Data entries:
━━━━━━

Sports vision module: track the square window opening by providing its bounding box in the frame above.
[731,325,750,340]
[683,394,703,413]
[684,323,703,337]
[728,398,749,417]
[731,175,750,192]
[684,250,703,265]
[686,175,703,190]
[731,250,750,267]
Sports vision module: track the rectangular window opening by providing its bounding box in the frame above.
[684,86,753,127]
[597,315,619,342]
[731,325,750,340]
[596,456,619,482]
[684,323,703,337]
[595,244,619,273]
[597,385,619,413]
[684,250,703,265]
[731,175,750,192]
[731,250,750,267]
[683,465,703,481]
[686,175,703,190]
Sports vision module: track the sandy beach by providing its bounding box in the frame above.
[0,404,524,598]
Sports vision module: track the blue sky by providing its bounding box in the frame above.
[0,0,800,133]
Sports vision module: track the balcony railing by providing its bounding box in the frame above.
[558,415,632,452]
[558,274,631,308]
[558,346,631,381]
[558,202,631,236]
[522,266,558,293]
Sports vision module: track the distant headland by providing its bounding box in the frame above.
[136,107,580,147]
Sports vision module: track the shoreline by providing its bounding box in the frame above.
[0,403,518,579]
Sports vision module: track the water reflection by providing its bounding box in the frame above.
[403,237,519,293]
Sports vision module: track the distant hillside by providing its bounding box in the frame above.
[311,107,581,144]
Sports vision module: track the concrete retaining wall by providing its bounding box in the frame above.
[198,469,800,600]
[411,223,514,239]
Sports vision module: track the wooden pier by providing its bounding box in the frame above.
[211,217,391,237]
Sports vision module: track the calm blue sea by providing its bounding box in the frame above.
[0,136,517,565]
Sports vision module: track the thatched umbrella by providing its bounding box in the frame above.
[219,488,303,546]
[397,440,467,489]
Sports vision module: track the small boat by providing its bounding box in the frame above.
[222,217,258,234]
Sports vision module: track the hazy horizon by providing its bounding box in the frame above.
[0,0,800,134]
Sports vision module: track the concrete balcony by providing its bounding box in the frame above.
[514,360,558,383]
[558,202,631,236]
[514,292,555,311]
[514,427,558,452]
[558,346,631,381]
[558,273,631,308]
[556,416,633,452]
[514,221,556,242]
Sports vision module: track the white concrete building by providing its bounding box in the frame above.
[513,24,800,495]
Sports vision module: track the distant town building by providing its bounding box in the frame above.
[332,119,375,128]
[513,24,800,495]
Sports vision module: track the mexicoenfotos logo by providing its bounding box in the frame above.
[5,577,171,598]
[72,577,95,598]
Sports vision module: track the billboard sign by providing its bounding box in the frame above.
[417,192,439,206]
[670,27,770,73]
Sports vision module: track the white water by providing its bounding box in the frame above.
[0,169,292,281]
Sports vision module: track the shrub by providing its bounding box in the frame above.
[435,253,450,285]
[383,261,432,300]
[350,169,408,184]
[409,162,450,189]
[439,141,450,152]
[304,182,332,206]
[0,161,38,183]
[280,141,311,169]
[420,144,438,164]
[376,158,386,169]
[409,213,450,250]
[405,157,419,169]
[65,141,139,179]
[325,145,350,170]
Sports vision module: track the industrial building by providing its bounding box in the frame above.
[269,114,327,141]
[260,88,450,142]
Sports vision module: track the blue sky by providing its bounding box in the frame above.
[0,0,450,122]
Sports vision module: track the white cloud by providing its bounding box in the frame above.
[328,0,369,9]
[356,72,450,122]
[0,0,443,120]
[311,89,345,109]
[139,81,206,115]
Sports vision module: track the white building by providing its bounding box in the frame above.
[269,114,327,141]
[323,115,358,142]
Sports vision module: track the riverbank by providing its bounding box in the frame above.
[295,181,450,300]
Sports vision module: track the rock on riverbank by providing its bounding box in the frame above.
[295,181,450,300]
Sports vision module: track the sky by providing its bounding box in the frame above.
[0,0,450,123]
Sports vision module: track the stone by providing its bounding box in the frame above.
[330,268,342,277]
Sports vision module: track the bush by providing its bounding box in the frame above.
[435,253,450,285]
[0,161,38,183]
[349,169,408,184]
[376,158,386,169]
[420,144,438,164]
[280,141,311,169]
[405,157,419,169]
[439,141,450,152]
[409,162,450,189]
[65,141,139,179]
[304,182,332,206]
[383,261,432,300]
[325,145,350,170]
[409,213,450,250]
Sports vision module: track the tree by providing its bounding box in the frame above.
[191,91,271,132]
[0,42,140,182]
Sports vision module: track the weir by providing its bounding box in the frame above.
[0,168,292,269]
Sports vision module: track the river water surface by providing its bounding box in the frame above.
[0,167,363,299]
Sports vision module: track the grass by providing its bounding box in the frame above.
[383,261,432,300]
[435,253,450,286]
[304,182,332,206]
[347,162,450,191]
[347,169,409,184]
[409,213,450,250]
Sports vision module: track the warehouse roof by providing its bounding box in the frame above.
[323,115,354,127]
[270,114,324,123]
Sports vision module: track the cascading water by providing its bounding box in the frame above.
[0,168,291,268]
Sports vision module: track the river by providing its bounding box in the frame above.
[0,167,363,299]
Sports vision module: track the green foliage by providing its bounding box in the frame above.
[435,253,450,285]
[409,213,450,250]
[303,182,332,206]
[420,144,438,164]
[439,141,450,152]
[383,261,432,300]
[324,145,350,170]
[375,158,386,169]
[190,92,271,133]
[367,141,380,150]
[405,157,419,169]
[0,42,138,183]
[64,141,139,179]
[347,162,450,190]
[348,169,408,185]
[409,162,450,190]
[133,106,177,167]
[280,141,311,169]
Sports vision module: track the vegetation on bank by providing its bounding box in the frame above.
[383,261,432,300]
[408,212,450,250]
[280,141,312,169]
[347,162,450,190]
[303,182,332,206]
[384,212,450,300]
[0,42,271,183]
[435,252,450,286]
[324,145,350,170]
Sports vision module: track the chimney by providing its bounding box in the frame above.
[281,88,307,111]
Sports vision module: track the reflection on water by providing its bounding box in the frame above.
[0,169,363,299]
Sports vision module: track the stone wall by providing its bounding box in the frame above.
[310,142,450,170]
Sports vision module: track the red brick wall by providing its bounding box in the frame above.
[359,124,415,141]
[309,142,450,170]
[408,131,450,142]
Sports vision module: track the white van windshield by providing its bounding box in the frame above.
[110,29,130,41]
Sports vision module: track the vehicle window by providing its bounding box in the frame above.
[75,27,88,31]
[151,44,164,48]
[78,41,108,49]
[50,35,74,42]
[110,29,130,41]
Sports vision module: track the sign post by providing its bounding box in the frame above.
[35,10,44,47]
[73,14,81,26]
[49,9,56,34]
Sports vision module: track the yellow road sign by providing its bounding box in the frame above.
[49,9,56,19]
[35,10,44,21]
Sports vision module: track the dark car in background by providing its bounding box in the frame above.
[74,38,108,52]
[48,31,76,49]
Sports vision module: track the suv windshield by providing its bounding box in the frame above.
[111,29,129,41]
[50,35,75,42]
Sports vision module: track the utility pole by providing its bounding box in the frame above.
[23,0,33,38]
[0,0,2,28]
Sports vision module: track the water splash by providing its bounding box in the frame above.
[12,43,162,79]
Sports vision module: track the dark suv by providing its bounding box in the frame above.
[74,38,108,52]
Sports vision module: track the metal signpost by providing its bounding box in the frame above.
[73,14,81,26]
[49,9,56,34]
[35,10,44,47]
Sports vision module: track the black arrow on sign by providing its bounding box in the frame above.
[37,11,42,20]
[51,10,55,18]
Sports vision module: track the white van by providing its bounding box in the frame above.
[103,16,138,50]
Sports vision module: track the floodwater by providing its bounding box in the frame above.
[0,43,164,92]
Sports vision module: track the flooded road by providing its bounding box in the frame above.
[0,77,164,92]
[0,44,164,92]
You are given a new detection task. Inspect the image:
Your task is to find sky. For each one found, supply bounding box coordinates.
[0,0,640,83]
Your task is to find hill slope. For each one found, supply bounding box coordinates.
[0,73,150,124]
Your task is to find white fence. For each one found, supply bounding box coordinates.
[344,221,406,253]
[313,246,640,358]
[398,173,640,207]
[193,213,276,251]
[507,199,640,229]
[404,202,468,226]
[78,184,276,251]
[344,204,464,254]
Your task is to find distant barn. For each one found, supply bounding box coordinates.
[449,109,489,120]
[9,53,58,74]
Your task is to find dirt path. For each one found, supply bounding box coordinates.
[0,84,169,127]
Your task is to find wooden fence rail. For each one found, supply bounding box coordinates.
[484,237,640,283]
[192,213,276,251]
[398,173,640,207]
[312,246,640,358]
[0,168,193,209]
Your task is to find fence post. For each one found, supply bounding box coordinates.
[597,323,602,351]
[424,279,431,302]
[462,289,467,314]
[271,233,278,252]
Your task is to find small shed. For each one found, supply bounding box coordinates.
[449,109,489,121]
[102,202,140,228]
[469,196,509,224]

━━━━━━

_What to do_.
Copy the listing again from the line with "Sports vision module: track the concrete retaining" up to and including the line with "[397,440,467,489]", with the requests included and 141 added to every bounding box coordinate in the answers.

_Output of the exercise_.
Sports vision module: track the concrete retaining wall by providing its bounding box in the frame above.
[339,610,941,741]
[552,364,655,380]
Sports vision module: track the wooden pier by providing its bounding box in the frame above.
[352,358,532,378]
Sports vision module: track the calm blue sea by providing its bounding box in the frame above.
[141,277,658,706]
Sports vision module: track the thatched umbrella by providing its bounding box in the frame above.
[360,629,444,687]
[538,581,608,630]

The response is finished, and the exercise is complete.